* **Records for this task**
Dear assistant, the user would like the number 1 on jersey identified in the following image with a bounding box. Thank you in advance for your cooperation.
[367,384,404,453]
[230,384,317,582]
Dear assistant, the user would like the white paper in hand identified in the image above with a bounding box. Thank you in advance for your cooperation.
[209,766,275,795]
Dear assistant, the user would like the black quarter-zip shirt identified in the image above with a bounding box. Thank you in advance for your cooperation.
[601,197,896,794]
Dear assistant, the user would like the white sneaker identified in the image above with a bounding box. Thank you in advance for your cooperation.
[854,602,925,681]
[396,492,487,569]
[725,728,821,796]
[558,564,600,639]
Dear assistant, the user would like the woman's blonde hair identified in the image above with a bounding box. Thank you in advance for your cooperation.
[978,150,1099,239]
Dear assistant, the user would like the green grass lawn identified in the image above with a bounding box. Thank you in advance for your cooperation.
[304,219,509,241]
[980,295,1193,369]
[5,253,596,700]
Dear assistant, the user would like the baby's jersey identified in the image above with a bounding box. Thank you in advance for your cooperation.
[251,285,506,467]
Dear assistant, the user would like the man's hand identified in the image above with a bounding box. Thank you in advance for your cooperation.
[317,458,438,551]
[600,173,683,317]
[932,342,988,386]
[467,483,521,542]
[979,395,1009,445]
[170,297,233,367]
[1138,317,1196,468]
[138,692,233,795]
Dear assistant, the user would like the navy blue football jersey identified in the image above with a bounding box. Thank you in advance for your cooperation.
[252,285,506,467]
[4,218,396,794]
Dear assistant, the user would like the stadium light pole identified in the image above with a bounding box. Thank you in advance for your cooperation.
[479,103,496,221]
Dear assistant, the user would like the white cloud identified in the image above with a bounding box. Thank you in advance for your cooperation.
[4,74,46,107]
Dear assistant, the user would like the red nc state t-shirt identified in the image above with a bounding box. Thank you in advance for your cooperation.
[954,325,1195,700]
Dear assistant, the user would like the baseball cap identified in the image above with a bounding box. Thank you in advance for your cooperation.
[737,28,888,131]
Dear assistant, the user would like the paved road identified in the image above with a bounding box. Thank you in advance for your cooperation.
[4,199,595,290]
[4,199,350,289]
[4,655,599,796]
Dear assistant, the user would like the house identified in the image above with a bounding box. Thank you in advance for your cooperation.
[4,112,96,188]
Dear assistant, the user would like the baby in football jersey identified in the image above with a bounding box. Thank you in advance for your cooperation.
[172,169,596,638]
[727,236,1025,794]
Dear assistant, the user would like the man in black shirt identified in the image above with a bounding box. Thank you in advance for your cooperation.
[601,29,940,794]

* **Exercise instructions**
Reproduce all of the rows above verbatim and in their original order.

* **Answer**
Dear assistant, the user would like the number 1 on jersey identified in the following image with a bounding box. Thank you in advance for your cooperation.
[367,384,404,453]
[230,384,317,582]
Dear assistant, the user would like the white paper in hand identified in the image above with a bounding box. Thank you in advance for your cooperation.
[209,766,275,795]
Dear assistant, the user would like the black quarter-zip shirt identified in the image above with a bounding box. Thank you in advance for your cooperation.
[601,197,896,794]
Dear assistant, the user would like the white sneaker identified in the image above with a bounding box. Thank you in advance for your cooperation.
[854,602,925,681]
[396,492,487,569]
[725,728,821,796]
[558,564,600,639]
Dear assistant, the user would like the woman's blonde hair identified in the image above with a bounding box. Thank you in advance for your cooperation.
[978,150,1099,239]
Dear assistant, the user would like the green grass lawn identified in the image above with a bounding box. Thank you in advance for your cooperation.
[304,219,509,241]
[980,295,1193,369]
[5,253,596,700]
Dear assistant, the user would like the baby's jersey identified in the image above with a bounding box. Thank you in advance for your cooperation.
[251,285,506,467]
Dear assistant, the user would like the man's hand identified in the image above with a bounding box. Thank you in advance for your cooperation.
[317,458,438,551]
[600,173,683,317]
[932,342,988,386]
[467,483,521,542]
[979,395,1009,445]
[170,297,233,367]
[1138,317,1196,468]
[138,692,233,795]
Dear assistant, the user would like the navy blue football jersey identified in the image above with a bounding box. Thank you in advance for your cooperation.
[252,285,506,467]
[4,218,396,794]
Dear assistant, the user would like the stadium light pole identified in the image above with a bounding box. Thank you in advance for your cooperation.
[479,103,496,221]
Dear assistant, the user would like the white cloud identified in the image above with a bounding box. Thank you in advance for your cooperation.
[4,74,46,107]
Dear assistant, the user would like the red nc state t-shirt identified in the image above with a bounding box. Thank you in advance for your cooperation.
[954,325,1195,700]
Dear assistant, the user would like the baseball cap identified in the image above with a bounding box. Thank you in advance for your cooperation.
[737,28,888,131]
Dear assistant, the user would like the paved road identified in the image above with a bounding box. Thank you in advance for your cooperation.
[4,199,595,290]
[4,199,350,289]
[4,655,599,796]
Dear assistant, the user would like the house identified in the image above with a bounding box. Thank you in advance for your cooperation.
[4,112,96,188]
Dear assistant, the user would like the baby in football jersey identified in the image above with a bounding box. Thank you in advance for your cooperation.
[172,169,596,638]
[727,236,1025,794]
Dear assistant, the user would like the man in black shirt identified in the image above with a bounding box. Thank you in advance for your cooperation.
[601,29,940,794]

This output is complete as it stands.